── RECORDS SHOWN

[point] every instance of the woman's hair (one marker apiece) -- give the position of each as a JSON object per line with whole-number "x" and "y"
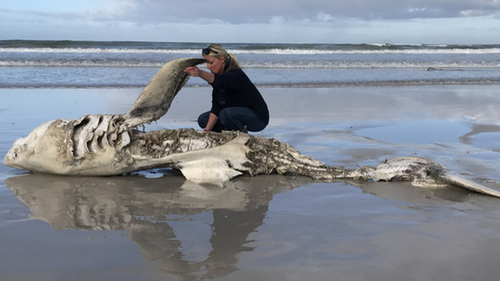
{"x": 216, "y": 50}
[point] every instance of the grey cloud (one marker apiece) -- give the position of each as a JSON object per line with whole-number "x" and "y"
{"x": 262, "y": 11}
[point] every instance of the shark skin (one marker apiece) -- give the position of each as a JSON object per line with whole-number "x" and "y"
{"x": 105, "y": 145}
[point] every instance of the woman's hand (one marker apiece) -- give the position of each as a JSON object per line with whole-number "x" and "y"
{"x": 193, "y": 71}
{"x": 196, "y": 72}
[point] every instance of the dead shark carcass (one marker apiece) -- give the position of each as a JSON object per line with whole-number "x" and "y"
{"x": 103, "y": 145}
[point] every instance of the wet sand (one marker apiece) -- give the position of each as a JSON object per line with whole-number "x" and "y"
{"x": 157, "y": 226}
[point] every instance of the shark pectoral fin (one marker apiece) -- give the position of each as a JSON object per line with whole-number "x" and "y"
{"x": 213, "y": 171}
{"x": 470, "y": 185}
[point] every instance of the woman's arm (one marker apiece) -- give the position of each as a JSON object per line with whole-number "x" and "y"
{"x": 196, "y": 72}
{"x": 212, "y": 119}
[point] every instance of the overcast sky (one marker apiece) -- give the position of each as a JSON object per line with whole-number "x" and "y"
{"x": 255, "y": 21}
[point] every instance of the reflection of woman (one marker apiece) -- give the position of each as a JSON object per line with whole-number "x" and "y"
{"x": 236, "y": 102}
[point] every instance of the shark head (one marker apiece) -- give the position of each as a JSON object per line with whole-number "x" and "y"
{"x": 70, "y": 147}
{"x": 37, "y": 150}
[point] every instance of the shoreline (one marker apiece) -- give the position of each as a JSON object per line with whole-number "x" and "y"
{"x": 281, "y": 227}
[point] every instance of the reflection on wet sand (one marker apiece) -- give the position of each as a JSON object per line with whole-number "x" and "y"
{"x": 479, "y": 129}
{"x": 147, "y": 208}
{"x": 163, "y": 216}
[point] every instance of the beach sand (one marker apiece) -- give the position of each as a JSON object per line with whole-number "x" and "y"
{"x": 157, "y": 226}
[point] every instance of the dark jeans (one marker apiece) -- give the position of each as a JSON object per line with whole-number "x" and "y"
{"x": 234, "y": 118}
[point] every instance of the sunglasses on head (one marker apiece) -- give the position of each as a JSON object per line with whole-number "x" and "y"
{"x": 207, "y": 51}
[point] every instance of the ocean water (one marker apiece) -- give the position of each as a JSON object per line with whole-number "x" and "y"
{"x": 87, "y": 64}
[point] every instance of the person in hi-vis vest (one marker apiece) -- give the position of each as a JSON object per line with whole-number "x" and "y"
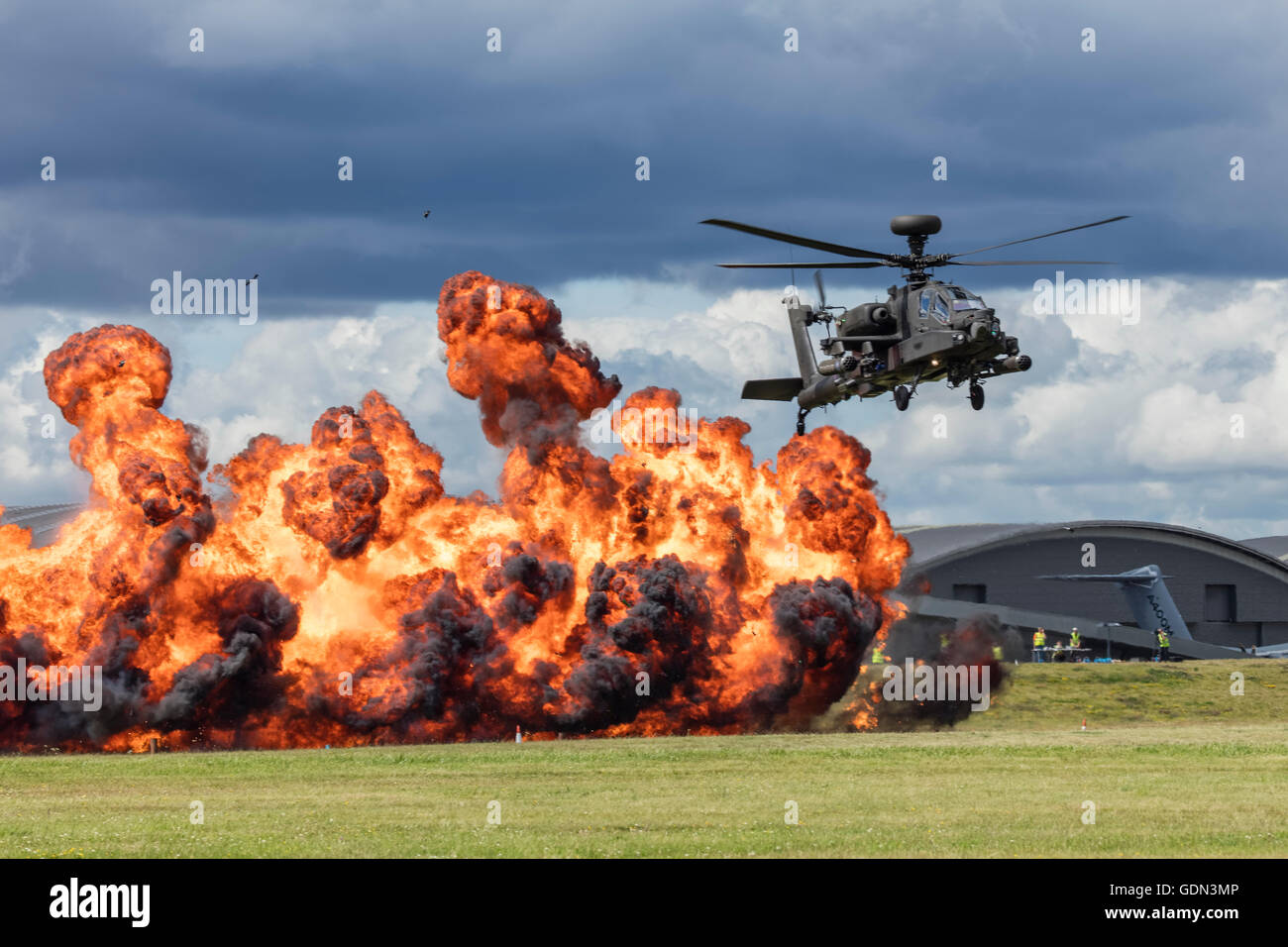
{"x": 1038, "y": 643}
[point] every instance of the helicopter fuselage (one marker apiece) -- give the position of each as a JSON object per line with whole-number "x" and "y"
{"x": 926, "y": 333}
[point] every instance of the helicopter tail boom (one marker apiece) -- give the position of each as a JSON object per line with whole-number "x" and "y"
{"x": 772, "y": 389}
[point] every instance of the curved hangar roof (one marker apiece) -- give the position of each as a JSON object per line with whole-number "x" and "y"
{"x": 1231, "y": 594}
{"x": 938, "y": 545}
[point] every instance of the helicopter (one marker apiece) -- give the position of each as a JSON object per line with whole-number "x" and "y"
{"x": 925, "y": 331}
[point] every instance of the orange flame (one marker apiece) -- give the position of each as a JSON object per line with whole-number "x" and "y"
{"x": 334, "y": 592}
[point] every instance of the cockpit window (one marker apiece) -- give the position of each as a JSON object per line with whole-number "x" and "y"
{"x": 965, "y": 300}
{"x": 940, "y": 309}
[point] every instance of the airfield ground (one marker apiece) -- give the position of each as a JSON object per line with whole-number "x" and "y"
{"x": 1173, "y": 763}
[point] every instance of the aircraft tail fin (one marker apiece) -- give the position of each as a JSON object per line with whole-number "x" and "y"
{"x": 1146, "y": 595}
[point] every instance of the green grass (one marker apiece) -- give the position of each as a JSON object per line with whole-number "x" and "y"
{"x": 1197, "y": 785}
{"x": 1056, "y": 696}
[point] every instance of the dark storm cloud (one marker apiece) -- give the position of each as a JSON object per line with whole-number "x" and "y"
{"x": 224, "y": 162}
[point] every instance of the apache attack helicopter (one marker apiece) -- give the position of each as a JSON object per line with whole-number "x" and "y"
{"x": 925, "y": 331}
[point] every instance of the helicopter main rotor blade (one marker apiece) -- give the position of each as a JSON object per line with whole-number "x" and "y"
{"x": 1041, "y": 236}
{"x": 1031, "y": 263}
{"x": 799, "y": 241}
{"x": 802, "y": 265}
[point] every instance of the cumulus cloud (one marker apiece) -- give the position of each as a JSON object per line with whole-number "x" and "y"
{"x": 1172, "y": 418}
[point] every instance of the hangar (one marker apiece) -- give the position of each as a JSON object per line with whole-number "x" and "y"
{"x": 1232, "y": 595}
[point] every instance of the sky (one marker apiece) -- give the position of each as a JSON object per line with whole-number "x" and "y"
{"x": 223, "y": 163}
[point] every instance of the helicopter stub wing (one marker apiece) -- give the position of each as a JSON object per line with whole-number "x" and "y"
{"x": 772, "y": 389}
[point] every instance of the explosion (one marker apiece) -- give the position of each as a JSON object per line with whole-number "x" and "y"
{"x": 334, "y": 592}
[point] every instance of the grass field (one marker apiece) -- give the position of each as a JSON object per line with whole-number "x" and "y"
{"x": 1172, "y": 767}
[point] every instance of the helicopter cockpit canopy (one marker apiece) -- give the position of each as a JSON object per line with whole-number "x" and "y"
{"x": 940, "y": 302}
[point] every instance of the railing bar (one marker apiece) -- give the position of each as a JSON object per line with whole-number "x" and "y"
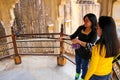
{"x": 5, "y": 43}
{"x": 3, "y": 57}
{"x": 38, "y": 47}
{"x": 38, "y": 54}
{"x": 67, "y": 43}
{"x": 5, "y": 36}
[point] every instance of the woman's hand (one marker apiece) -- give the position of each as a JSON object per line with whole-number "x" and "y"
{"x": 60, "y": 39}
{"x": 77, "y": 41}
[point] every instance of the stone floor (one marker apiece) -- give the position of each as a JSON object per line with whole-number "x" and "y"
{"x": 36, "y": 68}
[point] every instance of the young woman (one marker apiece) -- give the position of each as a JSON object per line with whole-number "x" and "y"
{"x": 85, "y": 36}
{"x": 103, "y": 52}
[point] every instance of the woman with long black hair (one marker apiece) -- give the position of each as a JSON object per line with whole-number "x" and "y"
{"x": 106, "y": 48}
{"x": 84, "y": 36}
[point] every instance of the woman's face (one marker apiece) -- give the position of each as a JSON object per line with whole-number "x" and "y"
{"x": 99, "y": 31}
{"x": 87, "y": 22}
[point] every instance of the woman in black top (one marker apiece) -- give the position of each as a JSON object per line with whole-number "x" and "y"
{"x": 85, "y": 36}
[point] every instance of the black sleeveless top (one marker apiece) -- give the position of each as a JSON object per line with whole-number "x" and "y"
{"x": 90, "y": 38}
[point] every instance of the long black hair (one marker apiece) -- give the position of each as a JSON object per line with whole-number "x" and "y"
{"x": 93, "y": 19}
{"x": 109, "y": 36}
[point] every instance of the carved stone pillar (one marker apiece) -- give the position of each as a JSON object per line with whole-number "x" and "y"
{"x": 7, "y": 17}
{"x": 116, "y": 12}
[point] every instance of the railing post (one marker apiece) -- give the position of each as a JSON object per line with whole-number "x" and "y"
{"x": 17, "y": 58}
{"x": 61, "y": 60}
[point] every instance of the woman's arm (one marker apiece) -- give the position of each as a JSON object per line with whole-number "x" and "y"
{"x": 93, "y": 63}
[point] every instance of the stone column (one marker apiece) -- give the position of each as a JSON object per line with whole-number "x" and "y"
{"x": 7, "y": 17}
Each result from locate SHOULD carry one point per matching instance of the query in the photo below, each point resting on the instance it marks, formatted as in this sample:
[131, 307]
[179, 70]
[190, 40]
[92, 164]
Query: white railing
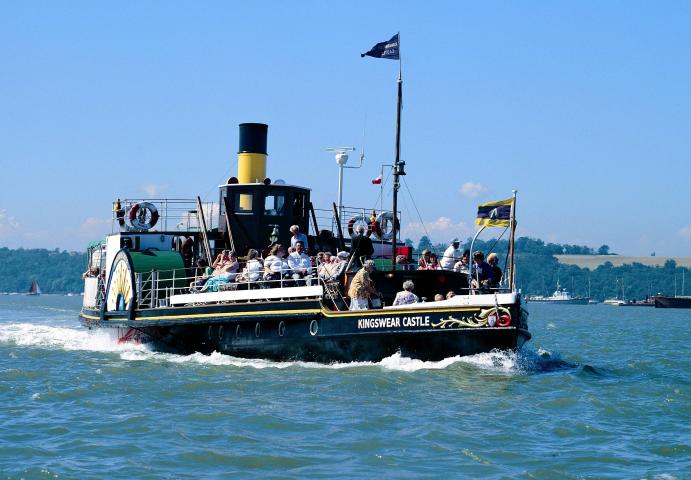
[154, 288]
[174, 214]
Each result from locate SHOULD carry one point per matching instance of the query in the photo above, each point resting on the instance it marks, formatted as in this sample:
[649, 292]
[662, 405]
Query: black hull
[672, 302]
[303, 331]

────

DO THIS —
Turn the part that opens with the line containing "[point] every instance of the carved" and runs through the last of the rows into a JSON list of strings, one string per line, skipping blank lines. Leave the pictures out.

EXERCISE ANSWER —
[
  "[point] every instance of the carved stone pillar (one marker apiece) -- give the position of each as a JSON object per line with whole-number \"x\" and \"y\"",
  "{\"x\": 7, \"y\": 17}",
  "{\"x\": 116, \"y\": 12}",
  "[point] every instance of the railing post (one marker apiece) -- give the position of each as a JSON object per line with whole-number \"x\" and \"y\"",
  "{\"x\": 17, \"y\": 58}",
  "{\"x\": 61, \"y\": 60}",
  "[point] every instance of the woman's arm (one marker apiece) -- give the position of each as a JSON object per line with whole-number \"x\" and \"y\"",
  "{\"x\": 93, \"y\": 63}",
  "[point] every instance of the stone column (one marker apiece) -- give the position of each as a JSON object per line with whole-number \"x\" and \"y\"",
  "{\"x\": 7, \"y\": 17}",
  "Each result from locate SHOULD carry one point per matching instance of the query in the photo below, each point resting on the instance it marks, formatted as in this sample:",
  "[131, 307]",
  "[179, 70]",
  "[190, 40]",
  "[92, 164]",
  "Query: white railing",
  "[154, 288]",
  "[174, 214]",
  "Each result from locate SHOULD carry one point per matching instance of the query in the photo above, each point resting on the instance it marks, formatted as in this sample:",
  "[649, 292]",
  "[662, 405]",
  "Query: black hull",
  "[672, 302]",
  "[303, 331]"
]